▸ **STATED TASK**
Copy out, word for word, the lines of the records beginning with the line that contains "Can you find the white cloud" and continuing through the line that contains "Target: white cloud", both included.

▸ **RECORDS SHOWN**
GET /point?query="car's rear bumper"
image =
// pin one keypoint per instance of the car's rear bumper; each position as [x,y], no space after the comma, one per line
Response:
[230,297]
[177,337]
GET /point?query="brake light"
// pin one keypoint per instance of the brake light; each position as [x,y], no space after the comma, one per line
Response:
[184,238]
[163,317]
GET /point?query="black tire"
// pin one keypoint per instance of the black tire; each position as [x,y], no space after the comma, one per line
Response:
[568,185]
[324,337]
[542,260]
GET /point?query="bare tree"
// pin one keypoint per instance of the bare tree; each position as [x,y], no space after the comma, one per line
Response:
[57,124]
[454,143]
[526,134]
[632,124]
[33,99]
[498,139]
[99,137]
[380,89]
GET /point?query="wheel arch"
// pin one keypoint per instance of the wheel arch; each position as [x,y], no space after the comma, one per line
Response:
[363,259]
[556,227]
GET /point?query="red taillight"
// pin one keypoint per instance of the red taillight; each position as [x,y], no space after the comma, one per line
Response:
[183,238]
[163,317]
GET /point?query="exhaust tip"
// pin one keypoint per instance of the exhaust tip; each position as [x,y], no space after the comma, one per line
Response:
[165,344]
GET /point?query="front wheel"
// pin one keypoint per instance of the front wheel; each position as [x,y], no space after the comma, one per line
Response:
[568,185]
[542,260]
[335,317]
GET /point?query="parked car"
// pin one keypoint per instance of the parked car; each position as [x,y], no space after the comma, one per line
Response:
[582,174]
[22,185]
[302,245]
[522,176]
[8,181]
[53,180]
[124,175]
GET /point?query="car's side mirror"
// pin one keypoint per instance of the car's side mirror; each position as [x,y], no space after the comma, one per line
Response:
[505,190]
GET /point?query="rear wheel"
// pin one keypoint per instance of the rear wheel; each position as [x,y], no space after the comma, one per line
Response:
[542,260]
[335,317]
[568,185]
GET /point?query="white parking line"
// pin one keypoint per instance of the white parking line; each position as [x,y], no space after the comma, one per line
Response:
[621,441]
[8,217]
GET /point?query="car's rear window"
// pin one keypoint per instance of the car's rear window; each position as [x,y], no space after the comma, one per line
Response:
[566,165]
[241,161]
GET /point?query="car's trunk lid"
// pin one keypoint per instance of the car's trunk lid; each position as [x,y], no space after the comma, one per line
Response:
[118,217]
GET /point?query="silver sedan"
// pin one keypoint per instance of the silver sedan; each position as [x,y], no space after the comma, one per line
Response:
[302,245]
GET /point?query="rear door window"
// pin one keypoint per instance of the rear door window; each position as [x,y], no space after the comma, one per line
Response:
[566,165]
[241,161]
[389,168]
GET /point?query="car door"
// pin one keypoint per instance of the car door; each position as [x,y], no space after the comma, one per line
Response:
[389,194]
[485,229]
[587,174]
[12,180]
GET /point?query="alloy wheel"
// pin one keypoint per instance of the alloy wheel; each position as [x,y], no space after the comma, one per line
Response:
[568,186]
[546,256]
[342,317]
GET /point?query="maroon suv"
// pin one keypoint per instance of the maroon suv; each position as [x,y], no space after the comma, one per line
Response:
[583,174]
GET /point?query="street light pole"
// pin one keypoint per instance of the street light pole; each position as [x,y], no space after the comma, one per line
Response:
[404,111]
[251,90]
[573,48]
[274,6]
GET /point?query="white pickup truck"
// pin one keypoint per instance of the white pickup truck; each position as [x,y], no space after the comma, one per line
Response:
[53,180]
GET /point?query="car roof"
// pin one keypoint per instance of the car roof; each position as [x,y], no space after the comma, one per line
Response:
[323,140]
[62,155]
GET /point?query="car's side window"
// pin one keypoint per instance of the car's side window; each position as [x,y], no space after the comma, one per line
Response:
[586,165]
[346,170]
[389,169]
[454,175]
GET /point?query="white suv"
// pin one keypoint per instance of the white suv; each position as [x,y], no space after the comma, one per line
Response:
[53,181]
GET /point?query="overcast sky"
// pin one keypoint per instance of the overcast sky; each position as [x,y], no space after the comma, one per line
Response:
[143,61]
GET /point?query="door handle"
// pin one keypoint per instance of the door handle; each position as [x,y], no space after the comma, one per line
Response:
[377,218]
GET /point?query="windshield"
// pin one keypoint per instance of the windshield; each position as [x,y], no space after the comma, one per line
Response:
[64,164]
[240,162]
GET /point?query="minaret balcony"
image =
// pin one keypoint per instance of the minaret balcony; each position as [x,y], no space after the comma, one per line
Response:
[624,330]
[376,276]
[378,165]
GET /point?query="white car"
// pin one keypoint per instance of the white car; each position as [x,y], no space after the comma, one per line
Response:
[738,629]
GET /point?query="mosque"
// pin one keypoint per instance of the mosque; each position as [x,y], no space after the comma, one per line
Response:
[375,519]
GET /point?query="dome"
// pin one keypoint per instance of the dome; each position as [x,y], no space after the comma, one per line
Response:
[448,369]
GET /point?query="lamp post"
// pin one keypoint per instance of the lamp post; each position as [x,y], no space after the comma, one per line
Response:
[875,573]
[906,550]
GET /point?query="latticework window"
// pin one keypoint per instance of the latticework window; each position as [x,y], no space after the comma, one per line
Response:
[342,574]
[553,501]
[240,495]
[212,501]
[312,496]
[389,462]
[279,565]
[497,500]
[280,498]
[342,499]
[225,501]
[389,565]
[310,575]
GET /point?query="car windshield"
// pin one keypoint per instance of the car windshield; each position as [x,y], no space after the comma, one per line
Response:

---

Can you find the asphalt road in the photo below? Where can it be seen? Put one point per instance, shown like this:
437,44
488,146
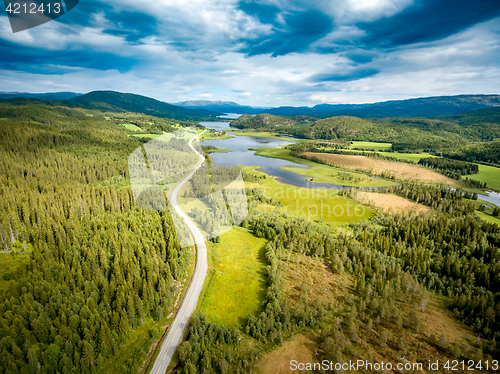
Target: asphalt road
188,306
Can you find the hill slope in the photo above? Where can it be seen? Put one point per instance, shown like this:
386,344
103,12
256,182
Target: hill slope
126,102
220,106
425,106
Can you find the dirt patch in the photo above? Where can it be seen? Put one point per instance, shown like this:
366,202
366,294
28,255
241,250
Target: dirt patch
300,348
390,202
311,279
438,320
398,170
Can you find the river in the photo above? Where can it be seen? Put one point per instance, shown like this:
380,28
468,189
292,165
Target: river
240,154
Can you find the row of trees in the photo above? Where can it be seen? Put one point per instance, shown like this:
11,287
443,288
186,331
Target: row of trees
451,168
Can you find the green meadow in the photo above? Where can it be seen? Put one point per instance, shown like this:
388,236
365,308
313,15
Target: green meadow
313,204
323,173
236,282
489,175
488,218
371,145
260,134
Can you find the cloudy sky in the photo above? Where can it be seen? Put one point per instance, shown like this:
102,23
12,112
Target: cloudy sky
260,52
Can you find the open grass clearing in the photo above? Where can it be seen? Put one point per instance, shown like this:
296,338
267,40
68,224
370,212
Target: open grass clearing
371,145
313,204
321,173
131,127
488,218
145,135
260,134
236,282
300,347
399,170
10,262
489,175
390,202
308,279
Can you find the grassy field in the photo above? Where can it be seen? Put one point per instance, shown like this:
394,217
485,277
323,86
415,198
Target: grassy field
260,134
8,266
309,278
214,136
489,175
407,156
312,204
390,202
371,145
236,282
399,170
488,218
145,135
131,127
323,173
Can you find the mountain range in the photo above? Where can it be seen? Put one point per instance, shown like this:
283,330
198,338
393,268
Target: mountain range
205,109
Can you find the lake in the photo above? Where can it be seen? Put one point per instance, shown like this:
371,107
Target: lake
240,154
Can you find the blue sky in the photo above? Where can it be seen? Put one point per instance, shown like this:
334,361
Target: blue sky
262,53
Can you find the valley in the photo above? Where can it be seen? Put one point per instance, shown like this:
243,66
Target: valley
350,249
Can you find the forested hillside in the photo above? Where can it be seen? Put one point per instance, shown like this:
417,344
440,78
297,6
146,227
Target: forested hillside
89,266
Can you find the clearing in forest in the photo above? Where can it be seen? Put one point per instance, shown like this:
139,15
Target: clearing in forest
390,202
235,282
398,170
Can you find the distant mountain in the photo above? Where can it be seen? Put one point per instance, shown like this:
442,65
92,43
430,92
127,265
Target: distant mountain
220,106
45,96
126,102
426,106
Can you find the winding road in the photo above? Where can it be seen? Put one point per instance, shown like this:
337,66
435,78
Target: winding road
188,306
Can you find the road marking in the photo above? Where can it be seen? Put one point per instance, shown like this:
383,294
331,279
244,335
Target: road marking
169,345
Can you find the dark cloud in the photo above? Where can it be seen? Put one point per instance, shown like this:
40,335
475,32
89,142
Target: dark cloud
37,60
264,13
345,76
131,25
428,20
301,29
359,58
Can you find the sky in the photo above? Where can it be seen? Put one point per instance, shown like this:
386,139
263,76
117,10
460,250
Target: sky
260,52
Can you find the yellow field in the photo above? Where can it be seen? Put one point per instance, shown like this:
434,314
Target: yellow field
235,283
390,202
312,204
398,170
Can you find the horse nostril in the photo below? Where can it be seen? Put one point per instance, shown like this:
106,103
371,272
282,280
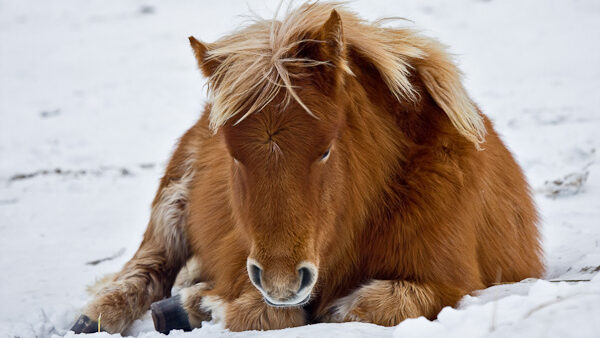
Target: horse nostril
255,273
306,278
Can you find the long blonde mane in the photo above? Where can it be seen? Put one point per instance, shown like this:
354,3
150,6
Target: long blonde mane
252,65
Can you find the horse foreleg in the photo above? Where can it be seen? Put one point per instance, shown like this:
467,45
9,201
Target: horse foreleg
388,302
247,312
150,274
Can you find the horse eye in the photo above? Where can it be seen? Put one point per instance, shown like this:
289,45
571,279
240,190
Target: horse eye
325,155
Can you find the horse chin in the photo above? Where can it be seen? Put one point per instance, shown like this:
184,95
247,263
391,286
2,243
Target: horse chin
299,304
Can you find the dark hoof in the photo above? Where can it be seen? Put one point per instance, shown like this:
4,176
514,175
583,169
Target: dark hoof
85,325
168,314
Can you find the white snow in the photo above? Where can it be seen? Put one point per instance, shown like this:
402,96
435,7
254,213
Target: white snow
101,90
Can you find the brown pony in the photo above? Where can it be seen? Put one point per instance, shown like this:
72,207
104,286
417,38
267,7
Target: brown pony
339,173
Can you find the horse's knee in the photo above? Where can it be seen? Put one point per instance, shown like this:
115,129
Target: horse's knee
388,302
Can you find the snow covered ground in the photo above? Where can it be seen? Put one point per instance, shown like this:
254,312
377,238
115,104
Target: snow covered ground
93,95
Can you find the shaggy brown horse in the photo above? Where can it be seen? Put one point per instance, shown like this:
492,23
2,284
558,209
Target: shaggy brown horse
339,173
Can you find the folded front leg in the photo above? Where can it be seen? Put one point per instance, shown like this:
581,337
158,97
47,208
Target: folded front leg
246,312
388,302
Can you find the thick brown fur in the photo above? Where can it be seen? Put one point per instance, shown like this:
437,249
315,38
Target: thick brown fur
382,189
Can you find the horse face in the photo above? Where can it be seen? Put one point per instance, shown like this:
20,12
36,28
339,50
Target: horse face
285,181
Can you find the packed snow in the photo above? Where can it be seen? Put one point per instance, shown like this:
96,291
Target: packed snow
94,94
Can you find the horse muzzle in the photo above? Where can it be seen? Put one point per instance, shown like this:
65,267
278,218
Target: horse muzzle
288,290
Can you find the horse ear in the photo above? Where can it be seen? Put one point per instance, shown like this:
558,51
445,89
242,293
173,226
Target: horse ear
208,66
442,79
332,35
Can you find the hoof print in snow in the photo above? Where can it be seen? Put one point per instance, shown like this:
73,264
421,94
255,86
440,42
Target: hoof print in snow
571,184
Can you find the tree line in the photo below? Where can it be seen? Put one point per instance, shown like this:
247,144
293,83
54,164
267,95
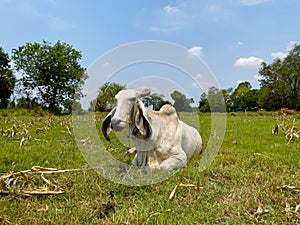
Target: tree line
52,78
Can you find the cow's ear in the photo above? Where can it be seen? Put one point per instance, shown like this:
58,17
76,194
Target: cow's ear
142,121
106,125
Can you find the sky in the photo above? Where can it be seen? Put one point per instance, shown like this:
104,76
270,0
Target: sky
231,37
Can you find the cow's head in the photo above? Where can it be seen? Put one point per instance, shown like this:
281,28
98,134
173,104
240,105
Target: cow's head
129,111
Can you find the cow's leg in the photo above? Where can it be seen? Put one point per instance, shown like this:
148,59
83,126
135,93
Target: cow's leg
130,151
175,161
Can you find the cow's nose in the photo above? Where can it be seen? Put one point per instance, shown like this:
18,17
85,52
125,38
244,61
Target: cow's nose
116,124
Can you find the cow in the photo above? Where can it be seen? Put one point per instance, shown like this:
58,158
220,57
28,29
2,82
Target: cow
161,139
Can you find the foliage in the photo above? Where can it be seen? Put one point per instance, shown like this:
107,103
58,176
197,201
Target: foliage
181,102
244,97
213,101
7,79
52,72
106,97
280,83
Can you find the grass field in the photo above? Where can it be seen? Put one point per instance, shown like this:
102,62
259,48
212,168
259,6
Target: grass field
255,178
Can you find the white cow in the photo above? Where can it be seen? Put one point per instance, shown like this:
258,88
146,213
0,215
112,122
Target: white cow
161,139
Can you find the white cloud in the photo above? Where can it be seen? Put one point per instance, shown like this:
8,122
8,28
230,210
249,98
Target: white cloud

▸ **RESULT OF THE TASK**
Can you find the white cloud in the photo above? Where can it be seen? Put one point per instance, shown like this:
8,122
8,28
230,210
249,98
Target: white cloud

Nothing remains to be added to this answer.